+++ Study material +++

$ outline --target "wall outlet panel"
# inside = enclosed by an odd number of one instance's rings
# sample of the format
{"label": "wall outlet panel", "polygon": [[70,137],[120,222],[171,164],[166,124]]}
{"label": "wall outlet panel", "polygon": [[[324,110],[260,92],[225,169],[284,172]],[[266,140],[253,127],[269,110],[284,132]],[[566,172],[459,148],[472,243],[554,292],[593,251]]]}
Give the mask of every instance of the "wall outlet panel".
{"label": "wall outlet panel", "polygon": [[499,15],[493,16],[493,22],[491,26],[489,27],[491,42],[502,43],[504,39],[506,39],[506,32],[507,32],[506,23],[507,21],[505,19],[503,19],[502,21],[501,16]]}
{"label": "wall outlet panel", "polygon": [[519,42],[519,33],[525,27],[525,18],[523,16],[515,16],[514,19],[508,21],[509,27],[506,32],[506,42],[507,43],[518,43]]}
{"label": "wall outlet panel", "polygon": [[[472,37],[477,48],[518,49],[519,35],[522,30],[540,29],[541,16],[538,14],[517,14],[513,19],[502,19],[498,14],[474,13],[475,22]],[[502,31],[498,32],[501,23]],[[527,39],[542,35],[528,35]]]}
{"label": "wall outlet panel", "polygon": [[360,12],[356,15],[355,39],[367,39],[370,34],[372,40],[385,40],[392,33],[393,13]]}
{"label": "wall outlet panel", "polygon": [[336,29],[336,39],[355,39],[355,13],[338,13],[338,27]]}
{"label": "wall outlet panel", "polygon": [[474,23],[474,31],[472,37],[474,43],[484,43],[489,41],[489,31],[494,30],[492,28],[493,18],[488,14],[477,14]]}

+++

What is needed is an exact copy of the lines from the one containing "Give the mask" to the end of the data; please add nothing else.

→ Written reply
Give the mask of every instance of the "wall outlet panel".
{"label": "wall outlet panel", "polygon": [[499,15],[493,16],[493,22],[491,26],[489,27],[491,42],[502,43],[504,39],[506,39],[506,32],[507,32],[506,23],[507,21],[505,19],[503,19],[502,21],[501,16]]}
{"label": "wall outlet panel", "polygon": [[519,42],[519,33],[525,27],[525,18],[523,16],[515,16],[514,19],[508,21],[509,27],[506,32],[506,42],[507,43],[518,43]]}
{"label": "wall outlet panel", "polygon": [[[472,37],[477,48],[518,49],[519,35],[522,30],[540,29],[541,16],[538,14],[517,14],[513,19],[502,19],[498,14],[474,13],[475,22]],[[502,31],[498,32],[501,23]],[[527,39],[542,35],[528,35]]]}
{"label": "wall outlet panel", "polygon": [[360,12],[356,15],[355,39],[367,39],[370,34],[372,40],[385,40],[392,33],[393,13]]}
{"label": "wall outlet panel", "polygon": [[336,29],[336,39],[355,39],[355,13],[338,13],[338,27]]}
{"label": "wall outlet panel", "polygon": [[474,23],[474,31],[472,37],[474,43],[484,43],[489,41],[489,31],[494,30],[492,28],[493,18],[488,14],[477,14]]}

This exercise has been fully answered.